■ **DIRECTIONS**:
Rewrite the part of the data that opens with the line containing "phrase -- computer tower" and closes at the end of the data, substituting "desktop tower" for "computer tower" and changing nothing else. Omit the pictures from your answer.

━━ EXERCISE INPUTS ━━

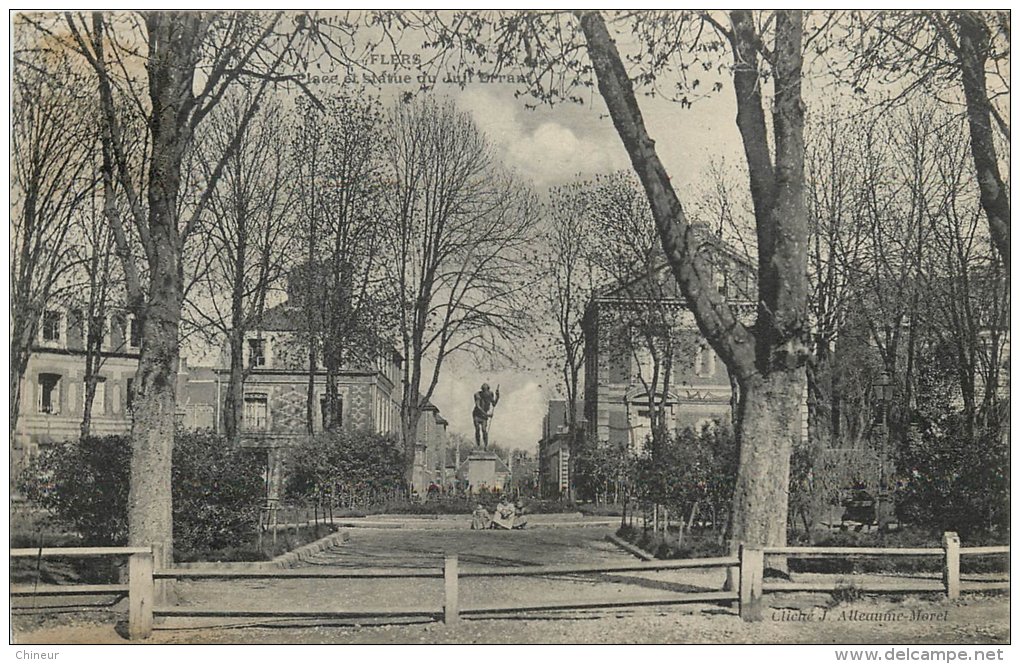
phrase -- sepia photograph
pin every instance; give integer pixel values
(517, 326)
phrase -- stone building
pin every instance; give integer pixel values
(52, 401)
(619, 362)
(554, 449)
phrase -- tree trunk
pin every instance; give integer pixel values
(974, 41)
(768, 360)
(770, 423)
(310, 402)
(170, 66)
(234, 400)
(149, 502)
(332, 414)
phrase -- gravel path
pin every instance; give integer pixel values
(791, 618)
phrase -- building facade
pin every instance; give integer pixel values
(52, 390)
(621, 360)
(554, 449)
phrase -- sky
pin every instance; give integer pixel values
(550, 146)
(546, 146)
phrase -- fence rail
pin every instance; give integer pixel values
(750, 563)
(140, 588)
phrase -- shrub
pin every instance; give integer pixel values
(217, 490)
(956, 479)
(329, 465)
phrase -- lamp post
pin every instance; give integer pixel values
(883, 393)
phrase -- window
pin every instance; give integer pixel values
(51, 326)
(340, 410)
(256, 412)
(134, 333)
(100, 323)
(99, 401)
(256, 352)
(49, 393)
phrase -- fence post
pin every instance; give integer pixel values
(450, 603)
(951, 571)
(752, 573)
(140, 595)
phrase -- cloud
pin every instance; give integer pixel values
(544, 150)
(517, 421)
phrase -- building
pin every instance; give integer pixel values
(429, 450)
(275, 390)
(619, 361)
(276, 386)
(52, 390)
(554, 450)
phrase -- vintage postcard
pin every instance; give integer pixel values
(511, 326)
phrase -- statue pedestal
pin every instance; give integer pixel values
(480, 470)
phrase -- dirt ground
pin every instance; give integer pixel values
(788, 618)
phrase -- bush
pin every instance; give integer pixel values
(952, 479)
(696, 545)
(334, 464)
(217, 490)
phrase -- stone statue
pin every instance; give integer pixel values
(485, 406)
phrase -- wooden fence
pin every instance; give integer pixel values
(140, 586)
(750, 564)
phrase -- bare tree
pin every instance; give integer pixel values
(171, 69)
(97, 293)
(461, 226)
(249, 238)
(340, 168)
(570, 277)
(941, 53)
(649, 314)
(52, 136)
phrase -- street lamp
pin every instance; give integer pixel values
(882, 391)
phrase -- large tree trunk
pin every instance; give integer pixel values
(173, 51)
(974, 42)
(770, 422)
(769, 360)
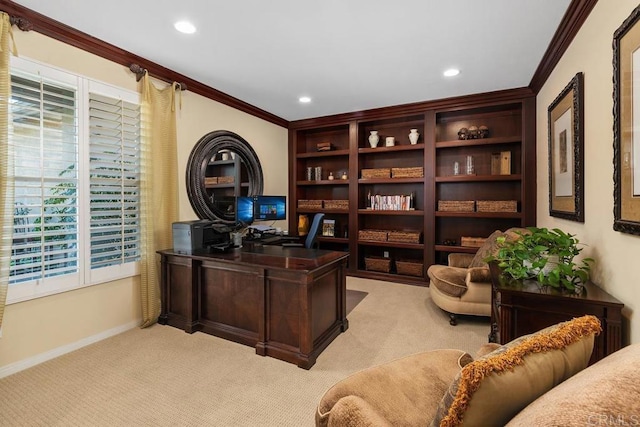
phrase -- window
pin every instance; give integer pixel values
(76, 146)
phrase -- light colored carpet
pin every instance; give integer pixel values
(162, 376)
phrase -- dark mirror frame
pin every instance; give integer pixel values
(207, 148)
(573, 207)
(623, 130)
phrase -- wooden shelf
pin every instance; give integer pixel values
(386, 150)
(330, 153)
(391, 244)
(477, 142)
(389, 212)
(419, 180)
(325, 182)
(456, 249)
(479, 214)
(478, 178)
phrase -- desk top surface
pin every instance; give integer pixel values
(292, 258)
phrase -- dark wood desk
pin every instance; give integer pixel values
(524, 307)
(288, 303)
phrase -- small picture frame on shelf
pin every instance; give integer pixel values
(329, 227)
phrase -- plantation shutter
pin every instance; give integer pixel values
(114, 168)
(43, 132)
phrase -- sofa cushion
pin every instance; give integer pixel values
(404, 391)
(494, 388)
(449, 280)
(605, 394)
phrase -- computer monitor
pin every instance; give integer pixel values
(269, 208)
(244, 209)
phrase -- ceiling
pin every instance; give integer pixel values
(347, 55)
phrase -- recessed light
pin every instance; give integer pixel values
(185, 27)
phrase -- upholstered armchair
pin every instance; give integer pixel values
(464, 285)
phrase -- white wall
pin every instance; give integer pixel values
(35, 330)
(615, 253)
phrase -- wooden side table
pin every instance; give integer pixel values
(524, 307)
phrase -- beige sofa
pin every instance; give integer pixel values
(464, 285)
(536, 380)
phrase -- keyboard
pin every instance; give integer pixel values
(279, 239)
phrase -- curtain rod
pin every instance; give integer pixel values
(139, 72)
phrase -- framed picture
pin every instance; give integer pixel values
(626, 125)
(566, 152)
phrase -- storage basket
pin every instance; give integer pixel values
(226, 179)
(376, 173)
(309, 204)
(336, 204)
(497, 206)
(456, 205)
(376, 235)
(472, 242)
(378, 264)
(417, 172)
(406, 236)
(410, 267)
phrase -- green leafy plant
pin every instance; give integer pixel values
(545, 255)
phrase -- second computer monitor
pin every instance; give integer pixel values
(269, 208)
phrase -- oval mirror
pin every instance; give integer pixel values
(221, 166)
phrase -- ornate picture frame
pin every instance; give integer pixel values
(566, 152)
(626, 142)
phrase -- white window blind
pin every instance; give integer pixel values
(43, 130)
(114, 170)
(76, 152)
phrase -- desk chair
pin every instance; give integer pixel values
(311, 239)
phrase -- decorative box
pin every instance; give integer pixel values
(336, 204)
(410, 267)
(456, 205)
(404, 236)
(376, 173)
(378, 264)
(310, 204)
(497, 205)
(417, 172)
(376, 235)
(472, 242)
(226, 179)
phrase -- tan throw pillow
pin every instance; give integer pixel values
(494, 388)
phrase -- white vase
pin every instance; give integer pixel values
(413, 136)
(374, 139)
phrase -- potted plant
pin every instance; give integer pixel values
(546, 255)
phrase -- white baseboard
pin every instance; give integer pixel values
(21, 365)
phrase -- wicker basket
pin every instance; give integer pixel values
(375, 235)
(472, 242)
(336, 204)
(497, 206)
(456, 205)
(417, 172)
(378, 264)
(226, 179)
(309, 204)
(404, 236)
(410, 267)
(376, 173)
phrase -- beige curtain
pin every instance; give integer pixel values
(6, 160)
(159, 189)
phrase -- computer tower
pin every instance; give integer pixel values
(188, 236)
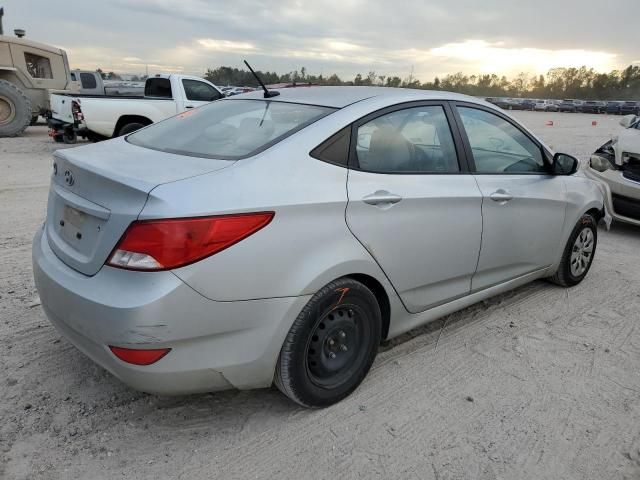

━━━

■ **SOLUTION FOR THIS PROBLEM**:
phrase -- desktop tower
pin every instance; give integer pixel values
(188, 236)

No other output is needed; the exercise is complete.